[Goal] Pick up the opera review below after its last sentence and keep writing it.

-- START Source --

Following a Rhinegold in which score and staging seemed estranged, The Valkyrie unveiled an exciting new vision of an operatic icon. Now, with what often proves the sternest test of audience concentration in the cycle, Phyllida Lloyd stages a truly colourful account totally in sympathy with the composer's intentions.

Quite apart from a rousing partnership between the scheming Mime (John Graham- Hall) and his truculent foster child, the heroic Siegfried himself (Richard Berkeley-Steele), the production also boasts scenes which in past times might have merited an 'H' certificate.

In their soap operatic living room, Mime and Siegfried inhabit a clutter of unwashed plates and sporting posters, the latter including pugilists and an Arsenal action shot. So it is no surprise when the hero enters as a curly-locked Ray Parlour and the careworn expression on the old Nibelung's face is explained.

Not much sign of activity in the workshop where re-forging the sword owes more to witch doctor than blacksmith, though this terrifying scene is sung with enough gusto to melt anything!

Act two's woodland setting is another triumph not least for the performances of Robert Hayward as the Wanderer - how he has grown into the authority of this role - and Sarah Tynan as a sweet, scooter-borne Woodbird .

-- END Source --
-- START Provided material --

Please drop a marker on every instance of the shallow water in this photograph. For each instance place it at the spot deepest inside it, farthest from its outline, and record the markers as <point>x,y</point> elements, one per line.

-- END Provided material --

[Written answer]
More chilling theatre, too as Mime and the booming Fafner of Gerard O'Connor are slain. Such excitement, of course, thrives on the waves of Paul Daniel's oceanic orchestra, which may even be a little too generous for the paying gods!

If there is a bone to pick over Richard Hudson's imaginative designs, it is that they lack the sense of continuity shown by the players and, of course, the music.

Act three finds the gods, ageing without the powers of the ring, in a home for the elderly, among them Patricia Bardon's richly toned Erda, where the statutory TV shows flames around Brünhilde's rocky prison.

The climax, however, is one to send any full house home content - ablaze with passion as Berkeley-Steele and Kathleen Broderick's Brünhilde fall upon each other in a thrilling performance of a duet, rousing even by Richard Wagner's standards.

The production can be seen at the Coliseum on 17, 20, 24 and 27 November and on 3 December, Saturday performances commencing at 4 pm, other performances at 5 pm.